==== Entries provided ====

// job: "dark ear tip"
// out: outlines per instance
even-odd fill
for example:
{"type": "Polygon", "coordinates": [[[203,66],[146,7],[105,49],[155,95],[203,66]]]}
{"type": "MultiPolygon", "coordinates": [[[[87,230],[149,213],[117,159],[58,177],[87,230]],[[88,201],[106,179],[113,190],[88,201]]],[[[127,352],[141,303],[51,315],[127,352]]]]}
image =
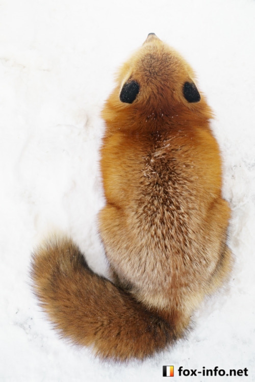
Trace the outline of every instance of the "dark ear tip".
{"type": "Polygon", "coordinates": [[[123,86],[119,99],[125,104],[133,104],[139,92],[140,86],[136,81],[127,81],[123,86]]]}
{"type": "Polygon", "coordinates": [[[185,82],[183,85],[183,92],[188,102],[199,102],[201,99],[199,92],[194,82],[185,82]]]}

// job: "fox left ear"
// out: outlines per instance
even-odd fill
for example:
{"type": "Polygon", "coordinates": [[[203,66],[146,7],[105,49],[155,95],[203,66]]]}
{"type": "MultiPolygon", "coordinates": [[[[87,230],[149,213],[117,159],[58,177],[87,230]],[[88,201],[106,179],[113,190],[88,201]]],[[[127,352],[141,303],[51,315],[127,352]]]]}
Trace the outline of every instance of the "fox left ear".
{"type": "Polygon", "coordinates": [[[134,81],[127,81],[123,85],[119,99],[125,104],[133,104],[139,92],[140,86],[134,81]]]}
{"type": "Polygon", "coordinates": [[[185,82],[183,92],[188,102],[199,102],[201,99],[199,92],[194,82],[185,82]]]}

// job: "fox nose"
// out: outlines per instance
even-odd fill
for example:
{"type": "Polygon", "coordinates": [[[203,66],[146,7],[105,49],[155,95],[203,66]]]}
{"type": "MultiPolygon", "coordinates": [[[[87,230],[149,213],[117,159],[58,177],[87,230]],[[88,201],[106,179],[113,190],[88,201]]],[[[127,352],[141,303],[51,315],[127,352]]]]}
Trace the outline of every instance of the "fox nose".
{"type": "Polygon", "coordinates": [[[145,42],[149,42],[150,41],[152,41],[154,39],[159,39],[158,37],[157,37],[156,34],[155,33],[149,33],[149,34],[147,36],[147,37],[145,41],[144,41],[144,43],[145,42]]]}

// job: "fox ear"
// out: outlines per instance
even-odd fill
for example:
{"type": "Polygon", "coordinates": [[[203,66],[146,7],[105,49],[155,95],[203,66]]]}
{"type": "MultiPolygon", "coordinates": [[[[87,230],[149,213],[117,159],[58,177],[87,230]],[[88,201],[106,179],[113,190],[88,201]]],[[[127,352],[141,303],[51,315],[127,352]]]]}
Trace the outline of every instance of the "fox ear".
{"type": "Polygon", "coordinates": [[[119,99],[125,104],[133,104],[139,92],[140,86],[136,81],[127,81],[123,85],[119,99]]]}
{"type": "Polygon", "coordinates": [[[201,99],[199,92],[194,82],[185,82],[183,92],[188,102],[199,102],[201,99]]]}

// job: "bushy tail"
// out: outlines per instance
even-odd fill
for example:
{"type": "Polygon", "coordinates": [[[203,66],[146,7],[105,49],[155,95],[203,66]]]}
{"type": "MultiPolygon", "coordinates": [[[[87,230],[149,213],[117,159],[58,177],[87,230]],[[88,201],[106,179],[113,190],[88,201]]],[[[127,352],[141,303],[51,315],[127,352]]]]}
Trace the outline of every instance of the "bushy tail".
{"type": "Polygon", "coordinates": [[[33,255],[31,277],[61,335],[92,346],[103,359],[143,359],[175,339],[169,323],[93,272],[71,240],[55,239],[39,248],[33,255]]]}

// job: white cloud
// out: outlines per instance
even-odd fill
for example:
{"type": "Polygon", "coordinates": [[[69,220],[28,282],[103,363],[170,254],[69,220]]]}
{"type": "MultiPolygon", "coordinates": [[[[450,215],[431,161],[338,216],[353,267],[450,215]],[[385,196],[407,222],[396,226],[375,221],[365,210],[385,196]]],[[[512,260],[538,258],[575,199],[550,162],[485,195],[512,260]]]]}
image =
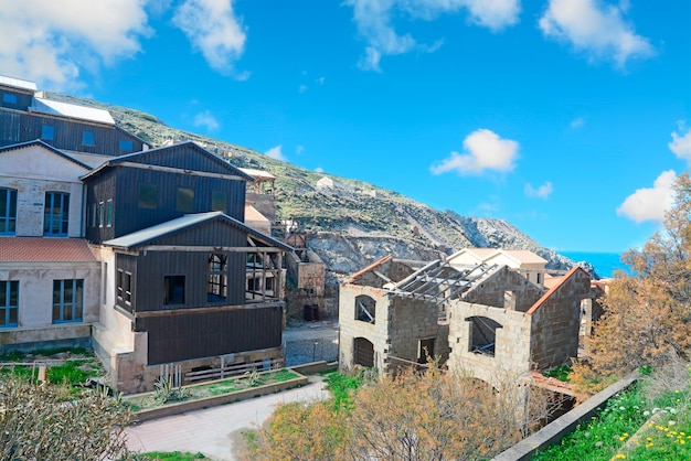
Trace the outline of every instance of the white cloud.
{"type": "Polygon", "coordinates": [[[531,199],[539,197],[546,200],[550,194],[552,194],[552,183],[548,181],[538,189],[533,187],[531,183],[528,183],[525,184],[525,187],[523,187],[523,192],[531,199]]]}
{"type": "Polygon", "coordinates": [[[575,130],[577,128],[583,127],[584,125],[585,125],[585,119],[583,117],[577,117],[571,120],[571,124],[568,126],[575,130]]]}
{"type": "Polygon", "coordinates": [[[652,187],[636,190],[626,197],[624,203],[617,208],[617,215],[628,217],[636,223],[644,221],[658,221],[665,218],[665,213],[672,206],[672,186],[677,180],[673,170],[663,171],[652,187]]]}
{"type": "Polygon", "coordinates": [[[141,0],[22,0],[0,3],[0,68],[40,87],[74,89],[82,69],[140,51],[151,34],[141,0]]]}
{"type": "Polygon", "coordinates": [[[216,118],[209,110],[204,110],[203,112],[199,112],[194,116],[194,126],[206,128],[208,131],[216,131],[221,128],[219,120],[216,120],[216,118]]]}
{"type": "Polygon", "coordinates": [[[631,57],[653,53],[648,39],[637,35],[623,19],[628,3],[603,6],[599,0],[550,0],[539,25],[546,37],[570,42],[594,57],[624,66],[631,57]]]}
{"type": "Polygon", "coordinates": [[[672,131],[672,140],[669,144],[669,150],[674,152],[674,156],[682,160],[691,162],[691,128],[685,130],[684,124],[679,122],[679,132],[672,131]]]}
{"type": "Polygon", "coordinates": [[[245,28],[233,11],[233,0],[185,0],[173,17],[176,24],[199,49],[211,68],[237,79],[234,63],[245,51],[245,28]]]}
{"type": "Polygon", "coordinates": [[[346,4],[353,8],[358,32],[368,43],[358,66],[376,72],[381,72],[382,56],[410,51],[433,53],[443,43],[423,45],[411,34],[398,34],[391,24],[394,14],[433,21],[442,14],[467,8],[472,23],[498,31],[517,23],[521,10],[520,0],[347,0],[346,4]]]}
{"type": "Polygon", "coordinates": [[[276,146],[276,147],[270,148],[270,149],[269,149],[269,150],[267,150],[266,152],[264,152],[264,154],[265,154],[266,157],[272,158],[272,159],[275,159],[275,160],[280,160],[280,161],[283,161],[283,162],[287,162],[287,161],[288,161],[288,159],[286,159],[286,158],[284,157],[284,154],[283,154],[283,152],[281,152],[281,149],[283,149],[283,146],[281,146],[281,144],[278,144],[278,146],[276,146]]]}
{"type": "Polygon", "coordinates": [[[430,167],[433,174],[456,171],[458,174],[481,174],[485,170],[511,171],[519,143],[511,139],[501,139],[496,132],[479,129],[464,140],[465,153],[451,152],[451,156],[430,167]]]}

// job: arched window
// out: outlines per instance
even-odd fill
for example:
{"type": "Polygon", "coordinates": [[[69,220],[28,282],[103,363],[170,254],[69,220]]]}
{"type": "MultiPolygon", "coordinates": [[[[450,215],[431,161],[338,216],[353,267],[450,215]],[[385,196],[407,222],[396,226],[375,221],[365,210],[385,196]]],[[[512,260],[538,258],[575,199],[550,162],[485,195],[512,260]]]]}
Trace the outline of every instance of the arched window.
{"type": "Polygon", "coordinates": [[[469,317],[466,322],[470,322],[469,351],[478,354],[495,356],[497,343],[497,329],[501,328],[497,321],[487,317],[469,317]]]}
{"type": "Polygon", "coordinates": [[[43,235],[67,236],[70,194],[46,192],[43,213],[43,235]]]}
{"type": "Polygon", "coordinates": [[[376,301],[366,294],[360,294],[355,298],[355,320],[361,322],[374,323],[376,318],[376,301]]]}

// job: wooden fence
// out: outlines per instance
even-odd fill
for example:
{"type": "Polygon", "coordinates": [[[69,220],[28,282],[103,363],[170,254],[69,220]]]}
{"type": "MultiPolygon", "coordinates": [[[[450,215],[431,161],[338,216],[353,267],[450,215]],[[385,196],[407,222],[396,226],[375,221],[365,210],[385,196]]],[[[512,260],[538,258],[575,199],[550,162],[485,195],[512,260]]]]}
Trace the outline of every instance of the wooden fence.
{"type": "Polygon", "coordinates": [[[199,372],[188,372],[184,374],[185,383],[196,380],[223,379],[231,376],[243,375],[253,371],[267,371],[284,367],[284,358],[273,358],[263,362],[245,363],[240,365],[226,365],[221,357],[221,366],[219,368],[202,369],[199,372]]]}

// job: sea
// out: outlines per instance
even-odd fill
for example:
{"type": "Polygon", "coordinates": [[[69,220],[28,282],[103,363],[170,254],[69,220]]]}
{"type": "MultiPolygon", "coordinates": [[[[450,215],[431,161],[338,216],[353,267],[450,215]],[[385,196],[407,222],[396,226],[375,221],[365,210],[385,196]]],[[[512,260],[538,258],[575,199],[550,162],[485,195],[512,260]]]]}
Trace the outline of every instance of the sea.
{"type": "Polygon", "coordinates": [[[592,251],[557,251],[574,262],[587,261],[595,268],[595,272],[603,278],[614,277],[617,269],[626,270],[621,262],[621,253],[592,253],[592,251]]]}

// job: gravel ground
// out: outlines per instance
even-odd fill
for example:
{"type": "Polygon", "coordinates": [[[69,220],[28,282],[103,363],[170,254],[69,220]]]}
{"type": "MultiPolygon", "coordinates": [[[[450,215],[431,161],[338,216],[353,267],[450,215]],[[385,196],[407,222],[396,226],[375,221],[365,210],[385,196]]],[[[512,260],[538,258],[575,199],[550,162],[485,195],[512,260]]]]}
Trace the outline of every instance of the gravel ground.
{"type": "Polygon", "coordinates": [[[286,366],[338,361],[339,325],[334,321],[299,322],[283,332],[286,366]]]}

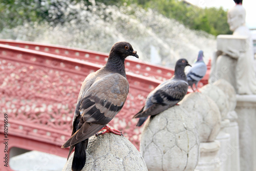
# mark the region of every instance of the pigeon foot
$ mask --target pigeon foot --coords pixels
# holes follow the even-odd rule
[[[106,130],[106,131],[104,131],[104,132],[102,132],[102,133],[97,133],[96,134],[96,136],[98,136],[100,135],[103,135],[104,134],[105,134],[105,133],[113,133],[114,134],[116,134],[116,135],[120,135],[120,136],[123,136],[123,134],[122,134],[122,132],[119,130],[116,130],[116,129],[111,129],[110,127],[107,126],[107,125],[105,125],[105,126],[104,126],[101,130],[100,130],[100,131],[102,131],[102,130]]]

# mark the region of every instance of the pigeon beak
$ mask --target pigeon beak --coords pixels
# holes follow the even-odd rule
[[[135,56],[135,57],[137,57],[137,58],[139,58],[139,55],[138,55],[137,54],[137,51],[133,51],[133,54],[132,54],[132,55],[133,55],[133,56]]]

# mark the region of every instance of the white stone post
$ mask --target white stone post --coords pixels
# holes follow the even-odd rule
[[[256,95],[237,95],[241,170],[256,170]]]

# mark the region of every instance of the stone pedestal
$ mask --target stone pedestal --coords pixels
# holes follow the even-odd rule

====
==== Entries provided ====

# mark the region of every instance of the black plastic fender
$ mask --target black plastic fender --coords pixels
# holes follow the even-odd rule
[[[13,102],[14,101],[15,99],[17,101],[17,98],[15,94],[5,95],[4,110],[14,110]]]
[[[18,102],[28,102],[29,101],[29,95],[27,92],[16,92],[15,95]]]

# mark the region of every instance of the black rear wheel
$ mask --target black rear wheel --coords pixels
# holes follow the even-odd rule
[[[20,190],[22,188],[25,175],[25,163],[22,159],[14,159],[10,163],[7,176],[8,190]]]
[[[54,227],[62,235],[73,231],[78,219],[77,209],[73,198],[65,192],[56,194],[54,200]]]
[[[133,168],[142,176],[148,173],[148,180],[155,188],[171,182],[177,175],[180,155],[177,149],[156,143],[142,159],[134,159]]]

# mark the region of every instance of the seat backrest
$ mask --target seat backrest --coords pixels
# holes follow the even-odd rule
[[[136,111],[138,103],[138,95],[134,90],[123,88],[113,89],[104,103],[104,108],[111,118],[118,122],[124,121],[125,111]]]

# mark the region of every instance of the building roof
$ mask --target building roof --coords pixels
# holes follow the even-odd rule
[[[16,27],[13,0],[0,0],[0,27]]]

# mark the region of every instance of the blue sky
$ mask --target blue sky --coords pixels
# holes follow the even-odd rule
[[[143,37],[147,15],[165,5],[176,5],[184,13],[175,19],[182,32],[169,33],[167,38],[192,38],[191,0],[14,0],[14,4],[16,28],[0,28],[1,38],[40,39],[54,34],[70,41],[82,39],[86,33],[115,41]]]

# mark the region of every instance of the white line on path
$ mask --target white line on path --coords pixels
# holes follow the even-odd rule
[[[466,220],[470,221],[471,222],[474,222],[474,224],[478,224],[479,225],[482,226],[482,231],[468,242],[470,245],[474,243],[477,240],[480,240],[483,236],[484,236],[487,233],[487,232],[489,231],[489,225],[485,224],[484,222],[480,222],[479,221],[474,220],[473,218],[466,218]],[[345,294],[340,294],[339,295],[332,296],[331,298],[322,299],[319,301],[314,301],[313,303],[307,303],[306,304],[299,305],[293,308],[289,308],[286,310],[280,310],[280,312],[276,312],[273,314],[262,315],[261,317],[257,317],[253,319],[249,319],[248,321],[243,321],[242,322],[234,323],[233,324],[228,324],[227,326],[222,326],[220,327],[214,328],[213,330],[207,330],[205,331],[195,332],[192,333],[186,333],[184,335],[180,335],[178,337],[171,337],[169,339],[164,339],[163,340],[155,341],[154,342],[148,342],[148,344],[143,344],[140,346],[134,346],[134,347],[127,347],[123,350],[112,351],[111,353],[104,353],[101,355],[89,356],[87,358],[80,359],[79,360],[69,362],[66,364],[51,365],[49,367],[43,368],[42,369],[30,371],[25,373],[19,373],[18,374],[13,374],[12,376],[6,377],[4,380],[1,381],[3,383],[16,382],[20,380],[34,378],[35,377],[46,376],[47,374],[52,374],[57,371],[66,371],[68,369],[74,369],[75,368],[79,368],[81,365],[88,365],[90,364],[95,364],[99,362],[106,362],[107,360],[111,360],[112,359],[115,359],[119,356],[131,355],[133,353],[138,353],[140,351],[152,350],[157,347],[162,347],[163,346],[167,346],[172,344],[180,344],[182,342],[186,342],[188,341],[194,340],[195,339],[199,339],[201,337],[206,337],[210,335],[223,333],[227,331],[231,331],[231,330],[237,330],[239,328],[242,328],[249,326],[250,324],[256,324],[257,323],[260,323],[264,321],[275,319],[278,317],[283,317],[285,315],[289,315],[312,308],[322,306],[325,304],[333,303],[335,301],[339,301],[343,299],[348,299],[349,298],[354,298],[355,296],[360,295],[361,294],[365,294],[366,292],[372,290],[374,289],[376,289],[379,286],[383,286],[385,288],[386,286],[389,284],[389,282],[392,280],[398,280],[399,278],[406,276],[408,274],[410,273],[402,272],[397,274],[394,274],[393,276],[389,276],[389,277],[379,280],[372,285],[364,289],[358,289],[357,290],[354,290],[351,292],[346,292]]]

====
==== Entries provided ====

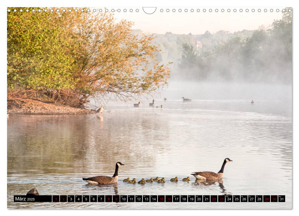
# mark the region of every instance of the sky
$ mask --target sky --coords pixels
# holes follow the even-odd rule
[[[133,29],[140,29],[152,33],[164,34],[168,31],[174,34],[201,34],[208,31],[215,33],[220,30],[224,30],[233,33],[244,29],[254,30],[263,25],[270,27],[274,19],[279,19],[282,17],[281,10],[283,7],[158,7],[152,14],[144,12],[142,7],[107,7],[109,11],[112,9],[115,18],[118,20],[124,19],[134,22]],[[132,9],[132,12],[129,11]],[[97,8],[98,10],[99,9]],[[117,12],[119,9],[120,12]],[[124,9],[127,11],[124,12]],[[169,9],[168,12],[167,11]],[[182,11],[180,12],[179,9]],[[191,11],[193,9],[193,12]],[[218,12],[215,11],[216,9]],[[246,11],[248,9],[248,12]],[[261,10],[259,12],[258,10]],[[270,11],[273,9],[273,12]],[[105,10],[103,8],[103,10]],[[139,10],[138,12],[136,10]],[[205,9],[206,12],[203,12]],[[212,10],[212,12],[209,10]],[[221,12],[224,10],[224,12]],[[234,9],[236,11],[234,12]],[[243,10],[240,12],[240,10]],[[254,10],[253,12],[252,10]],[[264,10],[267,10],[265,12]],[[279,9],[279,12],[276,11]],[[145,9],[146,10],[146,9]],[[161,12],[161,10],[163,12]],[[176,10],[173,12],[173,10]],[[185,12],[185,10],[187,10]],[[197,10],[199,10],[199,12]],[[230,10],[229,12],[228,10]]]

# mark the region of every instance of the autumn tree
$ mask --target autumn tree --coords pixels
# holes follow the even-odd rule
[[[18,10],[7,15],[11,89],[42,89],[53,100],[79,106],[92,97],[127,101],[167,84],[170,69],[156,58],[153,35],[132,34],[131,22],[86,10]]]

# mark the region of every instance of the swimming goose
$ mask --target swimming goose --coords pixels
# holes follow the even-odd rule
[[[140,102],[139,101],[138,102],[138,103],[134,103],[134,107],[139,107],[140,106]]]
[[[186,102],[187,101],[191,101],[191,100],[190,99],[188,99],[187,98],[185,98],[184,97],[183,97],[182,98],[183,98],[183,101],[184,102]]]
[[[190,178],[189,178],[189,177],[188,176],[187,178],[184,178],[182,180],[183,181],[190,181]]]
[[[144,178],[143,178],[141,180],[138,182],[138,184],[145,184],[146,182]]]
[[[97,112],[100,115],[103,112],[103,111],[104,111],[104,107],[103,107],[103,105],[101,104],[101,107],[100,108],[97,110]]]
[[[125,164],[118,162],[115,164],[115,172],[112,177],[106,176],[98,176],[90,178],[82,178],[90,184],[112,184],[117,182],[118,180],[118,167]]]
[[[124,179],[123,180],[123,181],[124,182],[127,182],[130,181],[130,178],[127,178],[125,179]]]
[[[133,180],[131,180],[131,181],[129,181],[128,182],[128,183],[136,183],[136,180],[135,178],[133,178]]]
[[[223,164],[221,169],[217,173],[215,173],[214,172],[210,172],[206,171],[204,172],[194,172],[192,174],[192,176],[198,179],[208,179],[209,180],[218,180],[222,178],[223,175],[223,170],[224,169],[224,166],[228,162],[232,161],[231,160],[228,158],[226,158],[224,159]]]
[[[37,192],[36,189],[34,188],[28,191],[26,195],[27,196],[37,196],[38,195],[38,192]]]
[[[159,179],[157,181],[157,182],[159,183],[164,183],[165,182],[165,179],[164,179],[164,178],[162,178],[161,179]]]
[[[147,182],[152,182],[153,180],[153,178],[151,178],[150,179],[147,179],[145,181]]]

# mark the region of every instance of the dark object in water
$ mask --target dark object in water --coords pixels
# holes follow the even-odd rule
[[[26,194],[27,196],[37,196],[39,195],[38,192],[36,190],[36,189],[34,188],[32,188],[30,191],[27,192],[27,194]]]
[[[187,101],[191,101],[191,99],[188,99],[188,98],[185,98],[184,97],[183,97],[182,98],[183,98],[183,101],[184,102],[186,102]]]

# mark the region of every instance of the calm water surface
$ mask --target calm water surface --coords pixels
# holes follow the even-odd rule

====

Rewrite the lines from the one containing "job: arched window" up to and including the one containing "Trace the outline of every instance of the arched" as a JSON list of strings, one string per line, with blank lines omitted.

◆ Solution to this task ◆
[
  "// job: arched window",
  "// out: outlines per instance",
  "even-odd fill",
  "for example:",
  "{\"type\": \"Polygon\", \"coordinates\": [[[69,220],[28,282],[103,363],[170,254],[69,220]]]}",
  "{\"type\": \"MultiPolygon\", \"coordinates\": [[[[450,215],[431,161],[338,216],[353,267],[450,215]],[[385,196],[407,222],[396,226],[375,221],[365,210],[385,196]]],[[[512,260],[538,258],[575,199],[550,162],[485,195],[512,260]]]]}",
  "Trace the outline of every instance of the arched window."
]